BLOCO DE TEXTO:

Perguntem a um índio o que é uma  árvore. Ah!!! eu esqueci! A gente também acha índio inferior.... Se paramos para pensar que a prepotência é um indício de inferioridade, de não saber lidar com suas limitações, de não aceitar que não sabe, que não conhece, que tem que aprender isso ou aquilo que não entende, nós - seres humanos e sociedade ocidental judaico cristã, capitalista - é que somos inferiores dentre todos os seres que vivem em Gaia. Somos a parte da experiência que não está dando certo.
A força-motriz que está contida na semente de uma árvore é a mesma contida em um óvulo e em um espermatozóide o que muda é o projeto de criatura. É ai que que está a fonte de onde viemos...ou seja de um mesmo lugar. É aí que está inscrito que somos todos UM. E isso inclui os animais, os insetos, os microorganismos e ....Gaia.
O que fazemos recebemos de volta. Não somente em nossas ações pessoais como também em nossas ações coletivas. O que plantamos colhemos e não é no nosso tempo de entendimento. Mas, colhemos no tempo que tem que ser. Se isso for mesmo assim, acreditar ou não, não vai fazer a menor diferença. O que fará diferença é semear o bem, o melhor, o bom, a harmonia, o respeito, a vida, o amor a tudo e a todos. Quando semeamos belicismo,colhemos belicismo. Quando semeamos destruição, colhemos destruição. Quando semeamos o ódio, colhemos ódio. Estamos semeando a destruição da nosso única casa, logo, natural se faz que colhamos nossa própria destruição.Estamos matando as florestas, os animais, os oceanos, os rios, os negros, os índios, os pobres do mundo. Nosso modo de produção escraviza 90% da população mundial para enriquecer a 5% de privilegiados. Usurpamos a tudo e a todos e queremos ser felizes.....Manga não dá em pé de goiaba.

SEGMENTO DE DADOS:
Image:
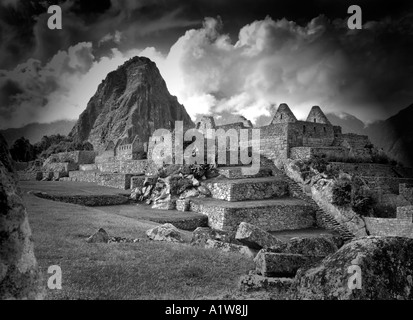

TAREFA 1: Resuma o texto em duas frases.
TAREFA 2: Reescreva o trecho do texto de "Perguntem a um" a "microorganismos e ....Gaia.", trocando "Gaia" por "Terra".

RESPOSTA ESPERADA 1: O texto afirma que a sociedade ocidental, por sua prepotência, é inferior dentre todos os seres que vivem em Gaia e que todos os seres, incluindo Gaia, vêm de uma mesma fonte e são um só. Sustenta ainda que colhemos o que semeamos e que, ao semear a destruição da nossa única casa, é natural que colhamos nossa própria destruição.

RESPOSTA ESPERADA 2:
Perguntem a um índio o que é uma  árvore. Ah!!! eu esqueci! A gente também acha índio inferior.... Se paramos para pensar que a prepotência é um indício de inferioridade, de não saber lidar com suas limitações, de não aceitar que não sabe, que não conhece, que tem que aprender isso ou aquilo que não entende, nós - seres humanos e sociedade ocidental judaico cristã, capitalista - é que somos inferiores dentre todos os seres que vivem em Terra. Somos a parte da experiência que não está dando certo.
A força-motriz que está contida na semente de uma árvore é a mesma contida em um óvulo e em um espermatozóide o que muda é o projeto de criatura. É ai que que está a fonte de onde viemos...ou seja de um mesmo lugar. É aí que está inscrito que somos todos UM. E isso inclui os animais, os insetos, os microorganismos e ....Terra.